**How to complete this task:**
Every record must be copied exactly, except that pictures are dropped.

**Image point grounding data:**

——————————

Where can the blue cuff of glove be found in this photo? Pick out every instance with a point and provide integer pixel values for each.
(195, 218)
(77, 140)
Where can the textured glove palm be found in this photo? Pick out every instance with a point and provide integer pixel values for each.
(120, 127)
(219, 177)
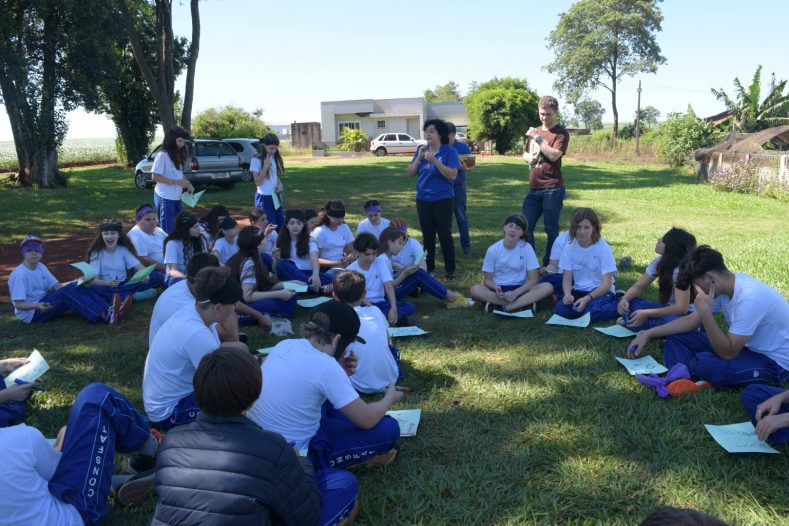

——————————

**Result of the exercise:**
Where can the blue cuff of glove be found in this photo? Pick out every instance with a point and provide integer pixel values for each.
(195, 218)
(77, 140)
Where can the textured glove palm be found in this photo? Pick out every instance with a point and provide integer pixel values for each.
(120, 127)
(219, 177)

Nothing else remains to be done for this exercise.